::: Text segment

Debugging is the systematic process of identifying and fixing errors (bugs) in code. Syntax errors prevent the program from running and are reported by the interpreter or compiler with a location. Runtime errors occur during execution (e.g., division by zero, index out of bounds). Logic errors produce wrong output without crashing. Effective debugging strategies include reading error messages carefully, adding print statements to inspect values, tracing execution by hand, and using a debugger with breakpoints.
Deliberately introduce errors into working programs and practice diagnosing them. Use a debugger to step through code line by line. Practice reading stack traces to locate the source of runtime errors.
Every programmer spends significant time debugging, and the difference between a frustrating hour and a productive five minutes usually comes down to approach. Debugging is not random guessing — it is a systematic process that resembles the scientific method. You observe a symptom (wrong output, a crash, unexpected behavior), form a hypothesis about what is causing it, design a test to confirm or refute that hypothesis, and repeat until you find the root cause. The worst debugging habit is changing code at random hoping something will work. The best habit is asking: "What do I *expect* to happen at this line, and what is *actually* happening?"
The first skill is reading error messages carefully. A syntax error message tells you what the interpreter expected and where it got confused. A runtime error like `IndexError: list index out of range` tells you both the type of problem (you accessed a position that does not exist) and the exact line it occurred on. A stack trace shows you the chain of function calls that led to the error — read it from bottom to top. The bottom line shows *what* went wrong; the lines above show *how the program got there*. Often the real bug is not at the crash site but several function calls earlier, where bad data was created and then passed along.

::::::

== Tasks to carry out ==
1. According to the text on debugging, in which direction should a stack trace be read?
2. Continue the text on debugging from the point where it ends.

::: Data for review

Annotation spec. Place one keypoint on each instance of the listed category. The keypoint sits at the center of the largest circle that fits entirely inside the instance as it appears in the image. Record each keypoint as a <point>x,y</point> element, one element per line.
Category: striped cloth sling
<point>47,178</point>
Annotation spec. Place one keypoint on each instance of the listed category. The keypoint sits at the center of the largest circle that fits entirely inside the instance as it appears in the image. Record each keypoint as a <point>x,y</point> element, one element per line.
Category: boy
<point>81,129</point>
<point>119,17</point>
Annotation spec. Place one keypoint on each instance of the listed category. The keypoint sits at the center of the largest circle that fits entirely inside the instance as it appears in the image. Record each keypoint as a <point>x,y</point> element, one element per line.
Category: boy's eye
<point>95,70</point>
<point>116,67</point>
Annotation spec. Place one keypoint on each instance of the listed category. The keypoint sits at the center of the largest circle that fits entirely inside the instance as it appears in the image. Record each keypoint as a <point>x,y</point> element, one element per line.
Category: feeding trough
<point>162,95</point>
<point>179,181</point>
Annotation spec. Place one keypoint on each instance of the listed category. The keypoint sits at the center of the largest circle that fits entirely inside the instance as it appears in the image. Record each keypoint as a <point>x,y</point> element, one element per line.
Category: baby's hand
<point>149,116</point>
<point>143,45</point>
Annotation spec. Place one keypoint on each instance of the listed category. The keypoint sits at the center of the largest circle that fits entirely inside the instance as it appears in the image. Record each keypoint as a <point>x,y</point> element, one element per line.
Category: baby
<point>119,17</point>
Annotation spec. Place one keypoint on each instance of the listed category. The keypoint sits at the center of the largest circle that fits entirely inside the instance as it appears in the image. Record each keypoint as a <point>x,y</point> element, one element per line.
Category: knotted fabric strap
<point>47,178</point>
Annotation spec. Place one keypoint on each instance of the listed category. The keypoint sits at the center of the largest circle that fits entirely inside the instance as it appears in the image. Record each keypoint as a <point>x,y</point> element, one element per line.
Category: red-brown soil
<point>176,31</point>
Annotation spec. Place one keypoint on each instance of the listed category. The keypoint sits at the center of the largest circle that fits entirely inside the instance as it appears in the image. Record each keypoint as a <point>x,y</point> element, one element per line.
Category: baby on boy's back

::::::

== Answers to each task ==
1. From bottom to top.

2.
Print debugging is the simplest and most universally available technique. When you do not understand what your code is doing, add print statements to display variable values at key points: before and after a loop, at the start of a function, right before the line that crashes. Compare what the variables *actually contain* to what you *expected*. This narrows the problem from "somewhere in my program" to "between line 14 and line 22, the variable `total` becomes negative when it should not." Once you have found the mismatch between expectation and reality, the fix is usually clear.
For more complex programs, a debugger is far more powerful than print statements. A debugger lets you set breakpoints — lines where execution pauses so you can inspect every variable in scope, step through code one line at a time, and watch how state changes. Most IDEs have built-in debuggers with graphical interfaces. Learning to set a breakpoint and step through a loop iteration by iteration transforms your understanding of how code executes. Combined with the habit of forming hypotheses ("I think the loop runs one extra time"), the debugger lets you verify or disprove your theory in seconds rather than peppering your code with print statements and re-running it repeatedly.